DIRECTIONS FOR THIS TASK: Can you render every line of the rows below as a Markdown table, numbering each line under "Nr" and putting the line itself under "Text", and leaving out blank lines?

***** TASK MATERIAL

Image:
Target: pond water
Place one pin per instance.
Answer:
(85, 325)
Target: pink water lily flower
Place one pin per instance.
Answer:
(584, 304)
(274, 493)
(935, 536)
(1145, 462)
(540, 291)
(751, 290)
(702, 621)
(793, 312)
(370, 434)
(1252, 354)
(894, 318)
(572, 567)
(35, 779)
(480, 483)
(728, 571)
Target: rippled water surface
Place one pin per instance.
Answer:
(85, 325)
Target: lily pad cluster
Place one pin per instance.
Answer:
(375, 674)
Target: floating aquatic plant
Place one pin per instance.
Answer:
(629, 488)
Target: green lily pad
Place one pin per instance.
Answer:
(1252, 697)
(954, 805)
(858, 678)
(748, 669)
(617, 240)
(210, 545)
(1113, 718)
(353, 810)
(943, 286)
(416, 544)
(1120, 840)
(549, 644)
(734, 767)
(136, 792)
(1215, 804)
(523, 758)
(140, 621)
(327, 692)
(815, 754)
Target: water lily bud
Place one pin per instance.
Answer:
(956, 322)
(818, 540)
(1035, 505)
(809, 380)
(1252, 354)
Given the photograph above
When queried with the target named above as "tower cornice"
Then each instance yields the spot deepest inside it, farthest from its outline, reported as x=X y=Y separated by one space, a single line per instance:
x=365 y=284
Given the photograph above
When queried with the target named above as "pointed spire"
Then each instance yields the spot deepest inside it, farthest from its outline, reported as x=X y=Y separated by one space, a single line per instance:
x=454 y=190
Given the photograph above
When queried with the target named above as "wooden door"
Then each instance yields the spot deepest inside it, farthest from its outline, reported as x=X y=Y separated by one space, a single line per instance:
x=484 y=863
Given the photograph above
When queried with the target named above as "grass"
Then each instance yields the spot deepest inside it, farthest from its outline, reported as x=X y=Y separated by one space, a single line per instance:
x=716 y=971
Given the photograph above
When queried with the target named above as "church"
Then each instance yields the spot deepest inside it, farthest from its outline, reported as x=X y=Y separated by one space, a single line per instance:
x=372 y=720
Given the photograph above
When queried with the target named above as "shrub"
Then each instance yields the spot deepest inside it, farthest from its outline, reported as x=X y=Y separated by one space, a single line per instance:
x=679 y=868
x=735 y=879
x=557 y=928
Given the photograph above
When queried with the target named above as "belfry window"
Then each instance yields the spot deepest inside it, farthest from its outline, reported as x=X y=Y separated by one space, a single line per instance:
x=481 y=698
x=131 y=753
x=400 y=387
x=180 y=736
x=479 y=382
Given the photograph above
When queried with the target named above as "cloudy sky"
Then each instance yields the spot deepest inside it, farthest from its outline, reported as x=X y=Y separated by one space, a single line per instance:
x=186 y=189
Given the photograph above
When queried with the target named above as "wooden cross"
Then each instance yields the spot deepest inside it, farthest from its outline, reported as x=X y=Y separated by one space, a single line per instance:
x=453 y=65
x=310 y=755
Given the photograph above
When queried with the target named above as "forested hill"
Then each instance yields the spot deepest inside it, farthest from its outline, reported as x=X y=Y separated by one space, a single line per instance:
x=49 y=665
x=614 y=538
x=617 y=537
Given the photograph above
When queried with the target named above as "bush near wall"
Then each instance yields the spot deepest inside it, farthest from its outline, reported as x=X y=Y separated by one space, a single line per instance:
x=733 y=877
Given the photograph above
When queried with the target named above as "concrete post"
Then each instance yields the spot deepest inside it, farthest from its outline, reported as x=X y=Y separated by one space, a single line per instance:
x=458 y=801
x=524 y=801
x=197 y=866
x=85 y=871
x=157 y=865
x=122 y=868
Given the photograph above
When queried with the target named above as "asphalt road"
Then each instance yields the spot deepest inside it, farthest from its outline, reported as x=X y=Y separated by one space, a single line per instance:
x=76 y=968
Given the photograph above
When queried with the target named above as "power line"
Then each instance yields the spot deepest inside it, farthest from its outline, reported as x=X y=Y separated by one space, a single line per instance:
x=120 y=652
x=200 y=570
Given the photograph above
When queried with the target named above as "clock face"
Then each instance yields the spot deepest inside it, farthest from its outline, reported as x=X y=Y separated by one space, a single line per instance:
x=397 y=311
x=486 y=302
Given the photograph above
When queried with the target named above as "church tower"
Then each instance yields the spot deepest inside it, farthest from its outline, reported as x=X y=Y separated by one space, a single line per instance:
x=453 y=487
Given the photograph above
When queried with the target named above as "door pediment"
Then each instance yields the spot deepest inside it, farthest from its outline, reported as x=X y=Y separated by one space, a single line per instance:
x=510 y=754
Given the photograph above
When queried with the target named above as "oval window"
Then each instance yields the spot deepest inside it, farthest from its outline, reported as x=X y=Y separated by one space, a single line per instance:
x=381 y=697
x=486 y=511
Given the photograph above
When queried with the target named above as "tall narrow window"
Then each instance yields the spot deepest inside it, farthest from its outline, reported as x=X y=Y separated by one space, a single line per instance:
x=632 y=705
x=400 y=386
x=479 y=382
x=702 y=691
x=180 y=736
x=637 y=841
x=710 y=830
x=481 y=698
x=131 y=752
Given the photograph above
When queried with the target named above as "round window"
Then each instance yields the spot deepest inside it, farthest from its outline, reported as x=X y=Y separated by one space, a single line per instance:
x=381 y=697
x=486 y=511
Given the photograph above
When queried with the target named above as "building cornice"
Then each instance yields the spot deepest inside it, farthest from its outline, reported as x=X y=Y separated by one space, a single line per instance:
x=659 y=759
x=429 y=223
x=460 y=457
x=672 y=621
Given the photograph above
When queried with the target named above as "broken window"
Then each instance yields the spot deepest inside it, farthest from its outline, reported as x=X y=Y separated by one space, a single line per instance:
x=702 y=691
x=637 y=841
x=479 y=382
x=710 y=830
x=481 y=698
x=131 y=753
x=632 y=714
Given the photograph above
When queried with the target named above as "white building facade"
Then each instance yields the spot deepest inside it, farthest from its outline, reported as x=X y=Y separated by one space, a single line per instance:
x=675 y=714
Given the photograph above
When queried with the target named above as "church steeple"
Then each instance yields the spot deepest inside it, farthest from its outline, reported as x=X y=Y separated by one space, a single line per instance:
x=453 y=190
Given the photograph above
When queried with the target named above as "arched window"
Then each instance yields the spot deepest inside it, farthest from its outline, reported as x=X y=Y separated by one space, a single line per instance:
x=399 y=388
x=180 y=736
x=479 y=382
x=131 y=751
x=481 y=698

**********

FULL OUTPUT:
| Nr | Text |
|---|---|
| 1 | Image: |
| 2 | Target: pond water |
| 3 | Place one pin per instance. |
| 4 | Answer: |
| 5 | (85, 325) |
| 6 | Target: pink water lily flower |
| 7 | Place one pin per instance. |
| 8 | Answer: |
| 9 | (584, 304) |
| 10 | (274, 493) |
| 11 | (935, 536) |
| 12 | (1145, 462) |
| 13 | (540, 291) |
| 14 | (751, 290) |
| 15 | (702, 621) |
| 16 | (793, 312) |
| 17 | (370, 434) |
| 18 | (1252, 354) |
| 19 | (894, 318) |
| 20 | (572, 567) |
| 21 | (35, 779) |
| 22 | (480, 483) |
| 23 | (728, 571) |
| 24 | Target: rippled water surface |
| 25 | Place one pin per instance. |
| 26 | Answer: |
| 27 | (85, 325) |
| 28 | Target: lily pad cluster |
| 29 | Place one pin per instance. |
| 30 | Answer: |
| 31 | (375, 674) |
| 32 | Target: floating aquatic plant |
| 33 | Place one pin per instance. |
| 34 | Answer: |
| 35 | (629, 488) |
| 36 | Target: green lily pad |
| 37 | Place one pin per instance. |
| 38 | Answer: |
| 39 | (1252, 697) |
| 40 | (954, 805) |
| 41 | (858, 678) |
| 42 | (748, 669) |
| 43 | (617, 240) |
| 44 | (210, 545) |
| 45 | (1113, 718) |
| 46 | (353, 810) |
| 47 | (943, 286) |
| 48 | (416, 544) |
| 49 | (1120, 840) |
| 50 | (549, 644) |
| 51 | (734, 767) |
| 52 | (136, 792) |
| 53 | (1215, 804) |
| 54 | (523, 758) |
| 55 | (140, 621) |
| 56 | (327, 692) |
| 57 | (815, 754) |
| 58 | Target: water lily bud |
| 59 | Place one pin per instance. |
| 60 | Answer: |
| 61 | (956, 322) |
| 62 | (818, 540) |
| 63 | (1035, 505) |
| 64 | (809, 380) |
| 65 | (1252, 354) |
| 66 | Given the photograph above |
| 67 | When queried with the target named above as "tower cornice" |
| 68 | Then each instance yields the spot deepest inside it, farthest from its outline, reported as x=X y=Y separated by one space, a single line per instance: |
| 69 | x=365 y=284 |
| 70 | Given the photograph above |
| 71 | When queried with the target named above as "pointed spire" |
| 72 | Then each instance yields the spot deepest inside it, farthest from its outline, reported as x=X y=Y separated by one space, a single line per instance: |
| 73 | x=454 y=190 |
| 74 | Given the photograph above |
| 75 | When queried with the target named above as "wooden door" |
| 76 | Then each instance yields the spot deepest inside it, farthest from its outline, reported as x=X y=Y separated by one space, a single line per instance: |
| 77 | x=484 y=863 |
| 78 | Given the photograph above |
| 79 | When queried with the target named above as "grass" |
| 80 | Then each instance yields the spot deepest inside it, farthest from its outline, reported as x=X y=Y separated by one space, a single line per instance: |
| 81 | x=716 y=971 |
| 82 | Given the photograph above |
| 83 | When queried with the target named above as "church" |
| 84 | Then each instance yields the spot deepest inside it, farthest from its outline, reported as x=X y=Y separated by one space, a single line per instance: |
| 85 | x=372 y=720 |
| 86 | Given the photograph above |
| 87 | When queried with the target named above as "shrub" |
| 88 | Then each instance yields the spot deepest inside it, farthest from its outline, reported as x=X y=Y separated by one space, a single line per instance: |
| 89 | x=679 y=868 |
| 90 | x=735 y=879 |
| 91 | x=557 y=928 |
| 92 | Given the photograph above |
| 93 | When queried with the target named above as "belfry window" |
| 94 | Then each instance yields the spot deepest inside it, farthest from its outline, reported as x=X y=Y separated by one space, a single line per instance: |
| 95 | x=481 y=698 |
| 96 | x=131 y=753 |
| 97 | x=400 y=387 |
| 98 | x=180 y=736 |
| 99 | x=479 y=382 |
| 100 | Given the photograph above |
| 101 | When queried with the target named above as "cloudy sky" |
| 102 | Then each instance yields the spot deepest inside it, farthest from its outline, reported as x=X y=Y separated by one space, a single line per instance: |
| 103 | x=186 y=189 |
| 104 | Given the photograph above |
| 105 | When queried with the target named above as "wooden cross" |
| 106 | Then each instance yields the spot deepest inside it, farthest from its outline, reported as x=X y=Y separated by one space, a single line per instance: |
| 107 | x=453 y=65 |
| 108 | x=310 y=755 |
| 109 | Given the photograph above |
| 110 | When queried with the target named above as "forested hill" |
| 111 | Then each instance yields the spot deepest inside it, farthest from its outline, reported as x=X y=Y separated by one space, a single line per instance: |
| 112 | x=49 y=665 |
| 113 | x=614 y=538 |
| 114 | x=617 y=537 |
| 115 | Given the photograph above |
| 116 | When queried with the target named above as "bush near wall" |
| 117 | Then each instance yields the spot deepest inside it, farthest from its outline, reported as x=X y=Y separated by one space, a single line per instance: |
| 118 | x=733 y=877 |
| 119 | Given the photograph above |
| 120 | When queried with the target named above as "concrete post" |
| 121 | Then each instance yields the spot deepest inside it, farthest from its outline, reported as x=X y=Y separated by one space, a single line per instance: |
| 122 | x=458 y=801 |
| 123 | x=524 y=801 |
| 124 | x=197 y=866 |
| 125 | x=85 y=871 |
| 126 | x=157 y=865 |
| 127 | x=122 y=868 |
| 128 | Given the photograph above |
| 129 | When queried with the target named above as "asphalt road" |
| 130 | Then each instance yields the spot deepest inside it, farthest from its outline, reported as x=X y=Y separated by one space, a single line per instance: |
| 131 | x=76 y=968 |
| 132 | Given the photograph above |
| 133 | When queried with the target named above as "power line" |
| 134 | Then each instance yields the spot deepest inside it, farthest from its outline, reported as x=X y=Y separated by one space, a single line per instance: |
| 135 | x=120 y=652 |
| 136 | x=200 y=570 |
| 137 | Given the photograph above |
| 138 | When queried with the target named above as "clock face" |
| 139 | Then each instance yields the spot deepest inside it, farthest from its outline, reported as x=X y=Y separated by one space, a single line per instance: |
| 140 | x=397 y=311 |
| 141 | x=486 y=302 |
| 142 | Given the photograph above |
| 143 | When queried with the target named above as "church tower" |
| 144 | Then each instance yields the spot deepest inside it, farthest from its outline, reported as x=X y=Y separated by one space, a single line per instance: |
| 145 | x=453 y=487 |
| 146 | Given the photograph above |
| 147 | When queried with the target named above as "door pediment" |
| 148 | Then each instance yields the spot deepest inside it, farthest from its outline, reported as x=X y=Y separated by one space, a single line per instance: |
| 149 | x=510 y=754 |
| 150 | Given the photograph above |
| 151 | When queried with the target named above as "oval window" |
| 152 | Then each instance yields the spot deepest inside it, farthest from its outline, reported as x=X y=Y separated by one space, a single line per instance: |
| 153 | x=381 y=697 |
| 154 | x=486 y=511 |
| 155 | Given the photograph above |
| 156 | When queried with the target named above as "tall narrow window" |
| 157 | Then each instance yields the spot deepest inside it, farthest from its outline, reported as x=X y=Y separated by one space, a single line per instance: |
| 158 | x=632 y=705 |
| 159 | x=400 y=386 |
| 160 | x=479 y=382 |
| 161 | x=702 y=691 |
| 162 | x=180 y=736 |
| 163 | x=637 y=841 |
| 164 | x=710 y=830 |
| 165 | x=481 y=698 |
| 166 | x=131 y=752 |
| 167 | Given the photograph above |
| 168 | When queried with the target named above as "round window" |
| 169 | Then each instance yields the spot deepest inside it, farthest from its outline, reported as x=X y=Y separated by one space, a single line per instance: |
| 170 | x=381 y=697 |
| 171 | x=486 y=511 |
| 172 | Given the photograph above |
| 173 | When queried with the target named above as "building cornice" |
| 174 | Then each instance yields the spot deepest inside it, farthest from its outline, reported as x=X y=Y separated by one space, a single line per instance: |
| 175 | x=659 y=759 |
| 176 | x=429 y=223 |
| 177 | x=460 y=457 |
| 178 | x=672 y=621 |
| 179 | Given the photograph above |
| 180 | When queried with the target named above as "broken window" |
| 181 | Then each instance yields the spot deepest inside it, farthest from its outline, reported as x=X y=Y separated by one space, a single line per instance: |
| 182 | x=702 y=691 |
| 183 | x=637 y=841 |
| 184 | x=479 y=382 |
| 185 | x=710 y=830 |
| 186 | x=481 y=698 |
| 187 | x=131 y=753 |
| 188 | x=632 y=714 |
| 189 | Given the photograph above |
| 190 | When queried with the target named above as "white building facade" |
| 191 | Then each instance yields the spot deepest inside it, farthest from its outline, reported as x=X y=Y separated by one space, a single line per instance: |
| 192 | x=675 y=714 |
| 193 | Given the photograph above |
| 194 | When queried with the target named above as "church steeple" |
| 195 | Then each instance yields the spot deepest inside it, farthest from its outline, reported as x=X y=Y separated by one space, a single line per instance: |
| 196 | x=453 y=190 |
| 197 | Given the photograph above |
| 198 | When queried with the target named above as "arched window" |
| 199 | Then each instance yields the spot deepest inside it, farthest from its outline, reported as x=X y=Y separated by one space, a single line per instance: |
| 200 | x=399 y=388 |
| 201 | x=180 y=736 |
| 202 | x=479 y=382 |
| 203 | x=131 y=751 |
| 204 | x=481 y=698 |